Segment Start: Document text

Bustle UK has switched up its regular money series How I Made It Work, to better reflect the uncertain financial times caused by the coronavirus pandemic. Instead of women who've achieved financial stability discussing the lessons they've learnt, each piece focuses on a woman who has had her working life transformed by the coronavirus outbreak in the UK. They'll share what their new normal looks like and how (if at all) they're making it work.
This time, HIMIW hears from Laura Snellgrove, proud owner of Tiny Salon. Prior to the coronavirus pandemic, Snellgrove was working as a hairdresser in Winchester. However, worries about her asthma inspired her to set up her own salon where she could have more control over her working environment. She purchased a second-hand van and transformed it into a mobile hairdressing space, sourcing pre-loved items to restore and upcycle online. Now brings a unique salon experience to her clients doorstep and has managed to triple her profits in the process. Here’s how she’s making it work.
Name: Laura Snellgrove
Location: Botley, Hampshire
Occupation: Hairdresser and mobile salon owner
What was your working life like before the coronavirus outbreak?
Before the coronavirus outbreak, I worked as an associate hairdresser at a busy salon in Winchester. I had been working there full time for almost two years, travelling (at least) 45 minutes each way Monday to Friday to see my clients for cuts, colours, and blow-dry galore. As with any salon, you experience slow days and extremely busy days, but overall, my job was very secure and sociable.
How has the outbreak changed your working life?
When the outbreak happened, I was worried about the implications of working in a salon environment. Being asthmatic, I didn’t want to be around hundreds of others each day and needed to ensure that everything was 100% safe. When salons closed, I had some time to think. That, coupled with the fact I am a proud owner of a Tiny House inspired me to create a private, mobile service that gives me full control – and so the Tiny Salon was born! I bought a second-hand van and furniture from Gumtree and used downtime throughout the pandemic to kit it out on a budget. I took a leap of faith in setting up on my own but am now working in a bespoke set up that suits my working style and personality, not to mention I have a much better work life balance.
How has the outbreak changed your financial situation?
Long-term, the pandemic has changed my financial situation for the better. When working in the salon, 60% of my wages went to the owners which meant I only received 40% of my earnings — and that was before tax. The outbreak gave me the time and perspective to start my own business. All the money I now earn is mine, I don’t have to split it with anyone else and can decide how much I charge for my one-on-one services. In total I’ve increased my overall income by 300%. Also, because my services are mobile but still “salon based,” I can give the customers the relaxing salon experience right on their own doorstep while charging high-end salon prices.

Segment End: Document text
Segment Start: Data section

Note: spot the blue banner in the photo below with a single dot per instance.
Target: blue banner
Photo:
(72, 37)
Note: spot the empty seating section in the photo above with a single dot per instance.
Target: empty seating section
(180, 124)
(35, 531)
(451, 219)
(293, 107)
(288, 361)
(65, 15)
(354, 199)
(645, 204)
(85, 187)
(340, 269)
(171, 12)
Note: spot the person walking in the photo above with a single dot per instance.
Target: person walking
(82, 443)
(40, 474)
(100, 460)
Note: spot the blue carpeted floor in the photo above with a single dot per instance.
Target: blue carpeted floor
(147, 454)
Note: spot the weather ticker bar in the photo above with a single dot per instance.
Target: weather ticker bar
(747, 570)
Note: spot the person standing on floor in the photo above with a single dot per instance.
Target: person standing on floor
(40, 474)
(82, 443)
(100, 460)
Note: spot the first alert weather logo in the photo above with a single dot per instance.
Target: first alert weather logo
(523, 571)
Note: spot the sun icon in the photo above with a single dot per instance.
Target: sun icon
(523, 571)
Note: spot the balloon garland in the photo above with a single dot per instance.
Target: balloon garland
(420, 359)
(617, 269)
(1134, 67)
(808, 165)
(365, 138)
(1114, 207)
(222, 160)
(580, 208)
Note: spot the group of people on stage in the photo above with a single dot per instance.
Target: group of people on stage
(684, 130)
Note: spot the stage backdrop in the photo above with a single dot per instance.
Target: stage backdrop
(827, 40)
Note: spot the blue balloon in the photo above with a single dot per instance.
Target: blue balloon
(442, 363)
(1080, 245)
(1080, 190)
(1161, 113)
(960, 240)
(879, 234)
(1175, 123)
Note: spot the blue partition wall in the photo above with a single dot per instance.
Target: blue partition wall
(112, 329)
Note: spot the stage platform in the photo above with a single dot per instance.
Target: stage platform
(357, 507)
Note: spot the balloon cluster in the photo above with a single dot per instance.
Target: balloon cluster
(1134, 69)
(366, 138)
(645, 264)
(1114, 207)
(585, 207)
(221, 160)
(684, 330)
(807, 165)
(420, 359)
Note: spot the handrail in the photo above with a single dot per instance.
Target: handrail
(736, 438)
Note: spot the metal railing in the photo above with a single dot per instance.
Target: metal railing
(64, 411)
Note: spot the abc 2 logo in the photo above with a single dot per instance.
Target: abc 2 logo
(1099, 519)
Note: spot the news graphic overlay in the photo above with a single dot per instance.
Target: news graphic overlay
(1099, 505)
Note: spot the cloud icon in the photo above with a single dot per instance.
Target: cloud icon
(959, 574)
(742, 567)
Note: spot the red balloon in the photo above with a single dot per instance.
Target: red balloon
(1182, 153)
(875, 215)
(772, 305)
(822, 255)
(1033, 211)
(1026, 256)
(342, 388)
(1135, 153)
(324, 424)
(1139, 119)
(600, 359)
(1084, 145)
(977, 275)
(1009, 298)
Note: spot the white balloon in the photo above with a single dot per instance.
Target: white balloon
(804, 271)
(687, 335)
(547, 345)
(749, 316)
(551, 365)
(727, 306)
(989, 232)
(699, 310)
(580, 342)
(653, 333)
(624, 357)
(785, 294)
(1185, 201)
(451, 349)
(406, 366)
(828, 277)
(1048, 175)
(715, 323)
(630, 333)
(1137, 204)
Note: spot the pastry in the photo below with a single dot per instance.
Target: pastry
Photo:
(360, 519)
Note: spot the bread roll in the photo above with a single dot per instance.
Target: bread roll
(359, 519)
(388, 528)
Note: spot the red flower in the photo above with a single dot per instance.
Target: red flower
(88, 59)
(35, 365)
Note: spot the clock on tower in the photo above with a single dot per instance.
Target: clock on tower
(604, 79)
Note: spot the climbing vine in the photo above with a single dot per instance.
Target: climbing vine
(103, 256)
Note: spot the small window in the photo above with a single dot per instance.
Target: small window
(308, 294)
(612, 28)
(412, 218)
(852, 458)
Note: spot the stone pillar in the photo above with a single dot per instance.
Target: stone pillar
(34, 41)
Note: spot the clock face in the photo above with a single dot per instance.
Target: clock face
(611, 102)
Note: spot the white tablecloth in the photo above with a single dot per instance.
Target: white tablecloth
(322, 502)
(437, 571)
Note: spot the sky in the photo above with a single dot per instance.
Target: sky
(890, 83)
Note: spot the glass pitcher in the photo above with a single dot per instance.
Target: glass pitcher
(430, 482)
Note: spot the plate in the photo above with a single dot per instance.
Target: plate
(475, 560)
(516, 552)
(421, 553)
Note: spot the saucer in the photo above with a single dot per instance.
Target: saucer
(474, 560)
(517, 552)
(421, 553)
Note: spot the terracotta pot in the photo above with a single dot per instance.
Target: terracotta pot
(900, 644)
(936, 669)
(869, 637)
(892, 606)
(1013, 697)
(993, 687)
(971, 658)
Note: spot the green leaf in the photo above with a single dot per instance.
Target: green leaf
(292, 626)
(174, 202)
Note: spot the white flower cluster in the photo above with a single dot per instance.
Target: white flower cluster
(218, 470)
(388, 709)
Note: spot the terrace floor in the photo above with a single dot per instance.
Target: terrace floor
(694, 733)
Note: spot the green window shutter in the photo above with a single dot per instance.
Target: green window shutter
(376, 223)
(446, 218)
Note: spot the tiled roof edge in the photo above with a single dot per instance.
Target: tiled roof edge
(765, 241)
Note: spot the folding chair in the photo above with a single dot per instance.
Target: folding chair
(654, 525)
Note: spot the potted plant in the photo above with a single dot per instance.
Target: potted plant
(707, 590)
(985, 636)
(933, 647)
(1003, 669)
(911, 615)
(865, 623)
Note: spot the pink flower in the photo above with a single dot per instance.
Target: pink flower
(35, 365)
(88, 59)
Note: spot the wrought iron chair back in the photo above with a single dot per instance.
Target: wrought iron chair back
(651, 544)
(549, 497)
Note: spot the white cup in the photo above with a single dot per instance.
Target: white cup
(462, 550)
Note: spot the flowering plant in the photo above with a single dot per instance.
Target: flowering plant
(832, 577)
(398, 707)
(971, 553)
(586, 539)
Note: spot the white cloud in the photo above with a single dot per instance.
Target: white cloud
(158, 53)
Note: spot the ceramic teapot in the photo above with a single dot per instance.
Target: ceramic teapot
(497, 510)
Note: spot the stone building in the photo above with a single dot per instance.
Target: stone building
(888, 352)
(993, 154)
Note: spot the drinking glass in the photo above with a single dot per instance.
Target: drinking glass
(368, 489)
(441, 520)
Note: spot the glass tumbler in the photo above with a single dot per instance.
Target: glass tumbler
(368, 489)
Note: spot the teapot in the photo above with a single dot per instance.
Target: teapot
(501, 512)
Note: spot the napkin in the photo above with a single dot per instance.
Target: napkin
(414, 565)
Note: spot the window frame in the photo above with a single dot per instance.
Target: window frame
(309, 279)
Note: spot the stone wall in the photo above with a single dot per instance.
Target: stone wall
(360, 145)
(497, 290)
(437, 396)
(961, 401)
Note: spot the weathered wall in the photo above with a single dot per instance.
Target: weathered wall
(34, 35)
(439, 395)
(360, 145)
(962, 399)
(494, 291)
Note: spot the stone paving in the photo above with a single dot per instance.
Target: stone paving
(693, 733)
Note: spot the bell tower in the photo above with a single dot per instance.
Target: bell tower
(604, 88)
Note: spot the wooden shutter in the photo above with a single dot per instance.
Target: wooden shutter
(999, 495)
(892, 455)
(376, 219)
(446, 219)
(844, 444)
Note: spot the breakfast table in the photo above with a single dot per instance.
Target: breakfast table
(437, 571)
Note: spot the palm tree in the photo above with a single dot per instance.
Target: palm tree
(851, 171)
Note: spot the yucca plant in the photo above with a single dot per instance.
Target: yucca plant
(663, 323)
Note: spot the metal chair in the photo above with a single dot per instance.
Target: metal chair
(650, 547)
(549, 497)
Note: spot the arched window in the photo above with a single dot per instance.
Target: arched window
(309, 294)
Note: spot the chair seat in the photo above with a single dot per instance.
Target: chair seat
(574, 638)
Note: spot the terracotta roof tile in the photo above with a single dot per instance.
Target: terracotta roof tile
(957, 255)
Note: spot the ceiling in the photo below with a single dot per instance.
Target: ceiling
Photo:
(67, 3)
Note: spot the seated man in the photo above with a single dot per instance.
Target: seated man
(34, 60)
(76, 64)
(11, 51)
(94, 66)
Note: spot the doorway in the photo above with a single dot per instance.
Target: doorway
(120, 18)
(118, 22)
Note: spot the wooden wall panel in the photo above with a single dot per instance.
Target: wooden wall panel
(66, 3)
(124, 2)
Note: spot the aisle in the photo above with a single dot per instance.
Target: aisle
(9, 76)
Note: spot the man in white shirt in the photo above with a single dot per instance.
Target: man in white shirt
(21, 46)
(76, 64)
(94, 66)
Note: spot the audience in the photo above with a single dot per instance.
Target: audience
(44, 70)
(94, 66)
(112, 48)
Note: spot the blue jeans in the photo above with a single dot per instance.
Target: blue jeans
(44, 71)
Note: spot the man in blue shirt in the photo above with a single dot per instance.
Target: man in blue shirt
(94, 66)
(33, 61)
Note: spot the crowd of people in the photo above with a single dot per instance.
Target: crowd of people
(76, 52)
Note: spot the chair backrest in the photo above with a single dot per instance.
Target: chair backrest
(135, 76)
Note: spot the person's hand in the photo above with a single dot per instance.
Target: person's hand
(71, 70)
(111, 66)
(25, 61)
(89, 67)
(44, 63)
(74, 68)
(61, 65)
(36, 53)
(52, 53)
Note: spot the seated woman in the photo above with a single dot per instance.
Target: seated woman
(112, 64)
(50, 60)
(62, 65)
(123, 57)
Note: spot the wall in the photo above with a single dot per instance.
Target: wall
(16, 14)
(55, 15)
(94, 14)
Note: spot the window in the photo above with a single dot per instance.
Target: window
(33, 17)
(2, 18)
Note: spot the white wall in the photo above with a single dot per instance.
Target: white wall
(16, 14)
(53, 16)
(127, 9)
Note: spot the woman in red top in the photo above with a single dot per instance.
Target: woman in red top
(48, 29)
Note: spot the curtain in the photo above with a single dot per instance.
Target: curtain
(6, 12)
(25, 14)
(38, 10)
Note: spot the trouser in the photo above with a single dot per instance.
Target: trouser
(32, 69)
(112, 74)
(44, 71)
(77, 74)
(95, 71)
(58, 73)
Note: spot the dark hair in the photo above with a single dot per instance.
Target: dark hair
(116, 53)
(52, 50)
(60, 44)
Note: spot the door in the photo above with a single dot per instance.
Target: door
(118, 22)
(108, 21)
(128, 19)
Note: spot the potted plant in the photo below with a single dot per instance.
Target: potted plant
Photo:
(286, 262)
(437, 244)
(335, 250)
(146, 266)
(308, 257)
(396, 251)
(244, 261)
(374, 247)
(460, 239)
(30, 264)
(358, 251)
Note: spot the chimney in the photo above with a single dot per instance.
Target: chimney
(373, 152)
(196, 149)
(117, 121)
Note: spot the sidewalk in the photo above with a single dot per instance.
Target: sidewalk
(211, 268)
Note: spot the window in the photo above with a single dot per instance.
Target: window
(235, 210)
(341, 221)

Segment End: Data section

* What you need to do
**1.** Which percentages appear in the Tiny Salon article, and what does each refer to?
**2.** Could you write the next part of the Tiny Salon article, continuing after its final sentence?

* Expected outputs
**1.**
- 100%: how safe she needed everything to be, given her asthma
- 60%: the share of her salon wages that went to the owners
- 40%: the share of her earnings she received, before tax
- 300%: how much she has increased her overall income

**2.**
Has the government made financial support available to people in your industry or situation? If yes, are you able to access it?
Throughout the pandemic I was eligible for the self-employment income support scheme which is aimed at self-employed individuals who received little or no work. The scheme was in the form of a grant, specific to my wages earned in 2018/2019. I met the criteria to qualify for the scheme and was able to claim 80% wages for three months of that year throughout each lockdown.
Do you feel government measures have been sufficient for people in your industry or situation?
I feel that the government are doing their best in a really bad situation. The measures were adequate, but the timing made things tricky financially. The grants come through in form of backdated payments rather than money to see you through each lockdown, so if it wasn’t for my partner (who was able to work in construction throughout) I would really be struggling.
How are you managing any changes in your financial or professional circumstances?
When building the Tiny Salon, I used Gumtree as my first port of call to source local, unwanted items to upcycle — it allowed me to find hidden gems that would otherwise be going to waste and get the look I wanted for a fraction of the price. My most central salon features are the second-hand sink and chest of drawers I restored and flipped to suit my needs. We also sold things on Gumtree to add to our income. We had to rely solely on my partner’s wages to pay for us both in lockdown, so this helped us be more considered with the things we needed at home.
What would help you feel more secure financially during the outbreak?
Having the grant before or during the lockdown, rather than after it.
How do you feel the outbreak will affect your working life more long term?
The pandemic has allowed me to create my dream work-life set up. Working and owning the Tiny Salon is much more lucrative than working for a salon business, my clients are preferring the private and slightly novelty set-up and I still get to meet lots of lovely new people every day. I love what I’ve been able to achieve so far and won’t ever be going back to a regular salon.
Do you think your experiences during the outbreak will change your approach to your business or working life?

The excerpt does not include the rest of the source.